Object detection data:
>>

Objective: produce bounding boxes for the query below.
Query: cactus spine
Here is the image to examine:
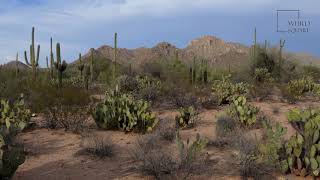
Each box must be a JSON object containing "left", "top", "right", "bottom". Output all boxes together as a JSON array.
[
  {"left": 24, "top": 27, "right": 40, "bottom": 80},
  {"left": 112, "top": 33, "right": 118, "bottom": 80},
  {"left": 55, "top": 43, "right": 67, "bottom": 88}
]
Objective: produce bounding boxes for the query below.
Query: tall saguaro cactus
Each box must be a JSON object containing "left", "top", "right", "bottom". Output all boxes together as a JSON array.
[
  {"left": 55, "top": 43, "right": 67, "bottom": 88},
  {"left": 78, "top": 53, "right": 84, "bottom": 79},
  {"left": 24, "top": 27, "right": 40, "bottom": 80},
  {"left": 112, "top": 33, "right": 118, "bottom": 80},
  {"left": 90, "top": 48, "right": 94, "bottom": 83},
  {"left": 192, "top": 57, "right": 197, "bottom": 84},
  {"left": 203, "top": 60, "right": 208, "bottom": 84},
  {"left": 279, "top": 39, "right": 286, "bottom": 75},
  {"left": 50, "top": 38, "right": 54, "bottom": 79},
  {"left": 15, "top": 53, "right": 19, "bottom": 78}
]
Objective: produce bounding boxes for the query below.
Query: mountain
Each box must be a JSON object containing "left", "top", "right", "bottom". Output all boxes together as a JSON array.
[
  {"left": 73, "top": 36, "right": 319, "bottom": 68},
  {"left": 1, "top": 61, "right": 29, "bottom": 70}
]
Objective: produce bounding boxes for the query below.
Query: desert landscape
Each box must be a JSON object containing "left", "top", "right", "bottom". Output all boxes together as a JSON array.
[{"left": 0, "top": 23, "right": 320, "bottom": 180}]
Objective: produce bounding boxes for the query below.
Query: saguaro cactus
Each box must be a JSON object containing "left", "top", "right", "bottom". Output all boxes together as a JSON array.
[
  {"left": 55, "top": 43, "right": 67, "bottom": 88},
  {"left": 78, "top": 53, "right": 84, "bottom": 79},
  {"left": 84, "top": 66, "right": 90, "bottom": 90},
  {"left": 50, "top": 38, "right": 54, "bottom": 79},
  {"left": 24, "top": 27, "right": 40, "bottom": 80},
  {"left": 279, "top": 39, "right": 286, "bottom": 75},
  {"left": 15, "top": 53, "right": 19, "bottom": 78},
  {"left": 112, "top": 33, "right": 118, "bottom": 80},
  {"left": 90, "top": 48, "right": 94, "bottom": 83},
  {"left": 203, "top": 61, "right": 208, "bottom": 84},
  {"left": 192, "top": 57, "right": 197, "bottom": 84},
  {"left": 46, "top": 56, "right": 51, "bottom": 79}
]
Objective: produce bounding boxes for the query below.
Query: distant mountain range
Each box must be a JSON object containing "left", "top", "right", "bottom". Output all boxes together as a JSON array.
[
  {"left": 5, "top": 36, "right": 320, "bottom": 69},
  {"left": 1, "top": 61, "right": 29, "bottom": 70}
]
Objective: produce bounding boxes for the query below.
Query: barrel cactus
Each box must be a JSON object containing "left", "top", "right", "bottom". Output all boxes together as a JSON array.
[
  {"left": 212, "top": 75, "right": 249, "bottom": 105},
  {"left": 228, "top": 96, "right": 259, "bottom": 126},
  {"left": 175, "top": 106, "right": 199, "bottom": 127},
  {"left": 93, "top": 90, "right": 157, "bottom": 132},
  {"left": 281, "top": 109, "right": 320, "bottom": 177}
]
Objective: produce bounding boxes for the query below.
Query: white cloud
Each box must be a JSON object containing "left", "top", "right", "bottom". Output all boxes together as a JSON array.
[{"left": 0, "top": 0, "right": 320, "bottom": 62}]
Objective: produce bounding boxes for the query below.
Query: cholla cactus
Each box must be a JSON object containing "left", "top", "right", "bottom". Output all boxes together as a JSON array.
[
  {"left": 24, "top": 27, "right": 40, "bottom": 80},
  {"left": 55, "top": 43, "right": 67, "bottom": 88}
]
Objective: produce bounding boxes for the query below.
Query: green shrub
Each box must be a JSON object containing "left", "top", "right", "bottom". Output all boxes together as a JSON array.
[
  {"left": 259, "top": 121, "right": 287, "bottom": 167},
  {"left": 93, "top": 90, "right": 157, "bottom": 132},
  {"left": 228, "top": 96, "right": 259, "bottom": 126},
  {"left": 287, "top": 76, "right": 320, "bottom": 98},
  {"left": 175, "top": 106, "right": 199, "bottom": 127},
  {"left": 280, "top": 108, "right": 320, "bottom": 177},
  {"left": 212, "top": 76, "right": 249, "bottom": 105},
  {"left": 0, "top": 97, "right": 31, "bottom": 179},
  {"left": 216, "top": 114, "right": 237, "bottom": 138},
  {"left": 254, "top": 68, "right": 274, "bottom": 83}
]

<<

* [What you need to do]:
Find every line in the records that contains the string "saguaro", and copy each of those lines.

* [Solution to this exercise]:
Query: tall saguaro cactus
Query: saguaro cactus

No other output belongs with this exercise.